◆ **Extrait de l'article**
Abidjan, chronique de l’entre-deux tours

Dans Le Monde diplomatique de novembre – en kiosques –, Michel Galy analysait la situation en Côte d’Ivoire à la veille d’une élection qui devait ouvrir « la voie à une consolidation du régime et de la démocratie ». Le premier tour a eu lieu ; le même auteur commente ici les résultats et la manière dont ils ont été reçus dans un pays encore sous tension.

par Michel Galy, 16 novembre 2010

Ce n’est que dans la nuit du 3 novembre que les résultats du premier tour de l’élection présidentielle ivoirienne sont tombés : avec un exceptionnel taux de participation de 85 %, le scrutin donne 38 % des voix au président Laurent Gbagbo soutenu par le Front populaire ivoirien (FPI), 32 % à M. Alassane Dramane Ouattara responsable du Rassemblement des républicains (RDR), 26 % à l’ex président Henri-Konan Bédié, dirigeant du vieux parti de Félix Houphouët-Boigny, le Parti démocratique de Côte d’Ivoire-Rassemblement démocratique africain (PDCI–RDA).

◆ **Annotations par points pour photos**
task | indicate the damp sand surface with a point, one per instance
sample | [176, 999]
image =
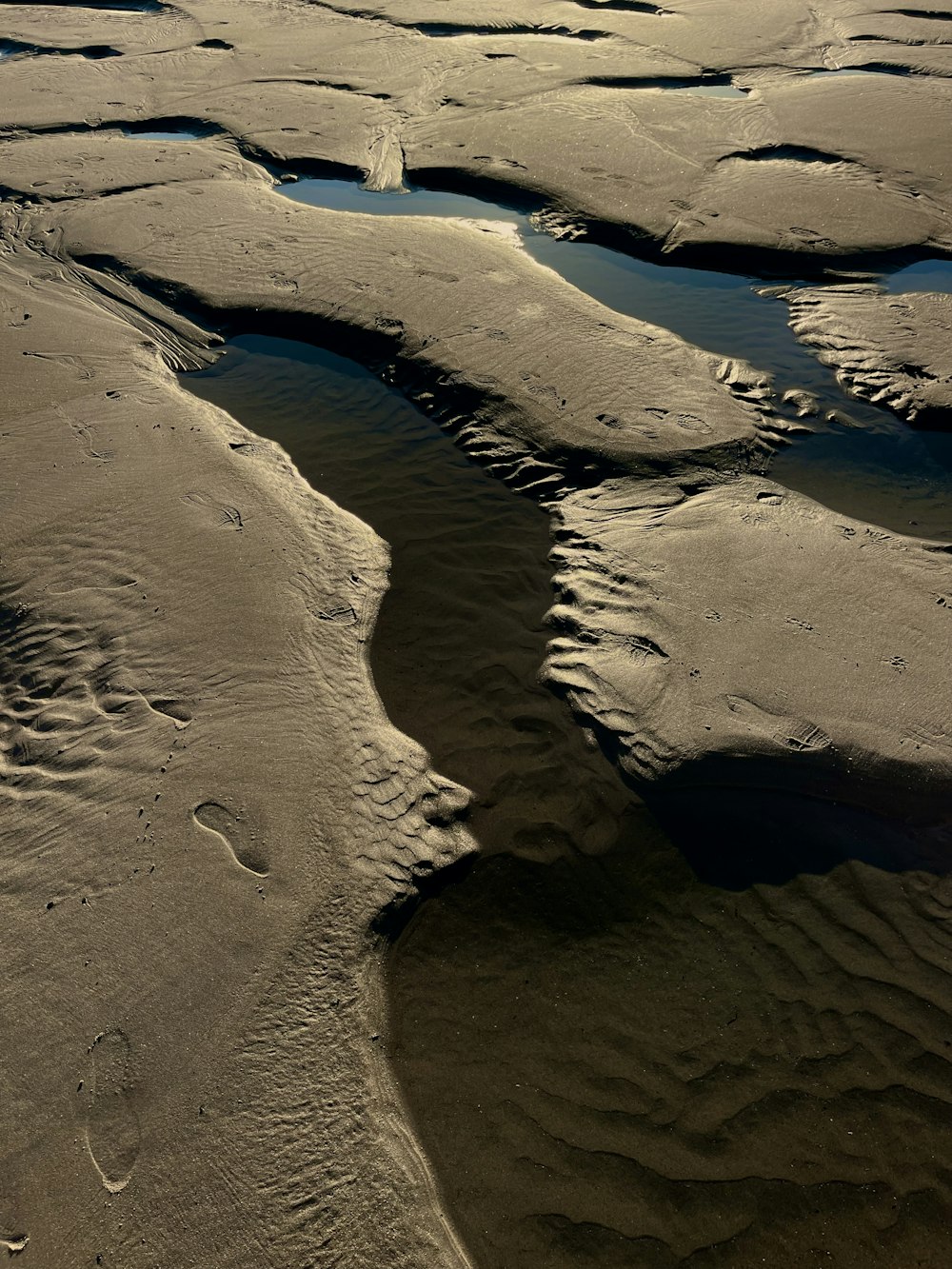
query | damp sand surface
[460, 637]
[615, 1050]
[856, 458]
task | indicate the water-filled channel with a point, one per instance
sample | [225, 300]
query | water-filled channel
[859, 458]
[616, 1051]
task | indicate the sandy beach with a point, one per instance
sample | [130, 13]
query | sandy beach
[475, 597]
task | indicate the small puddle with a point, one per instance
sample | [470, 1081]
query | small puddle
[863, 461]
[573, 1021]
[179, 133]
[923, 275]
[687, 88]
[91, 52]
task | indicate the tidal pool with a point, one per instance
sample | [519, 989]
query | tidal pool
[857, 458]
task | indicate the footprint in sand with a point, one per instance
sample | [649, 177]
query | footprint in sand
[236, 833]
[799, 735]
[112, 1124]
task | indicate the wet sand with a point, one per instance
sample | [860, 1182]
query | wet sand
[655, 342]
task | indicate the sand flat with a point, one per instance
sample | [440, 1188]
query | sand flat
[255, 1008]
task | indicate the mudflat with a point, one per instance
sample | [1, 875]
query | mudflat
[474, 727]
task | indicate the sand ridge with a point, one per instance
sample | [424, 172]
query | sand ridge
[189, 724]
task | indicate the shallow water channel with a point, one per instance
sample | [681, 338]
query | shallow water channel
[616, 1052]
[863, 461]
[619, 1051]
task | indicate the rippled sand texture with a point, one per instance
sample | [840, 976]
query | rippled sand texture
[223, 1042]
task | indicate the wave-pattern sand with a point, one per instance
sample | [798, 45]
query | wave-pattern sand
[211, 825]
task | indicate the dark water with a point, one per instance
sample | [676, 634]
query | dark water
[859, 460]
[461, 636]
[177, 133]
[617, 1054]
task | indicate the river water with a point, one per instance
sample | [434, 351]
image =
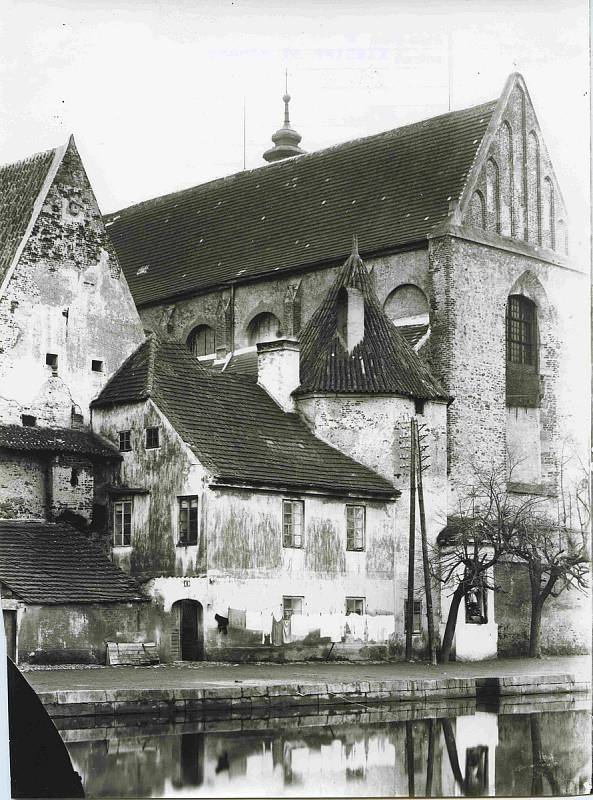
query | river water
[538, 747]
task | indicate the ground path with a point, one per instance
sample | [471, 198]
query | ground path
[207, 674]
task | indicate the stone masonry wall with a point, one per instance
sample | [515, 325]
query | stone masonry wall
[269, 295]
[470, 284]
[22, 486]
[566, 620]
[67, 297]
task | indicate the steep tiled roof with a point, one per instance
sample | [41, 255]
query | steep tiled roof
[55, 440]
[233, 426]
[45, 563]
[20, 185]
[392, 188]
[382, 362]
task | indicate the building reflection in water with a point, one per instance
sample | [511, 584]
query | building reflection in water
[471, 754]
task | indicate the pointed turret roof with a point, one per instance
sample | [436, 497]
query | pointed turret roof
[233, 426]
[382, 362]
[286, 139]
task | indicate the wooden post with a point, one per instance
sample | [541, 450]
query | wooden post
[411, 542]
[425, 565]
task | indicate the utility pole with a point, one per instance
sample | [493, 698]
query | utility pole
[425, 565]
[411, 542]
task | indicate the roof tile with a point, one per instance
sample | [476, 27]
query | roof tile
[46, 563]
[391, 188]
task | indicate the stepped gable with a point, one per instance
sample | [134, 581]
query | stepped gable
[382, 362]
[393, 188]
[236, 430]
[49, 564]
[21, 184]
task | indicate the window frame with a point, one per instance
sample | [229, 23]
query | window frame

◆ **Votre objectif**
Reproduisez à l'identique l'intégralité de l'article sur l'élection présidentielle ivoirienne. Les enregistrements forment un matériau à part, indépendant de l'article.

◆ **Réponse attendue**
Abidjan, chronique de l’entre-deux tours

Dans Le Monde diplomatique de novembre – en kiosques –, Michel Galy analysait la situation en Côte d’Ivoire à la veille d’une élection qui devait ouvrir « la voie à une consolidation du régime et de la démocratie ». Le premier tour a eu lieu ; le même auteur commente ici les résultats et la manière dont ils ont été reçus dans un pays encore sous tension.

par Michel Galy, 16 novembre 2010

Ce n’est que dans la nuit du 3 novembre que les résultats du premier tour de l’élection présidentielle ivoirienne sont tombés : avec un exceptionnel taux de participation de 85 %, le scrutin donne 38 % des voix au président Laurent Gbagbo soutenu par le Front populaire ivoirien (FPI), 32 % à M. Alassane Dramane Ouattara responsable du Rassemblement des républicains (RDR), 26 % à l’ex président Henri-Konan Bédié, dirigeant du vieux parti de Félix Houphouët-Boigny, le Parti démocratique de Côte d’Ivoire-Rassemblement démocratique africain (PDCI–RDA).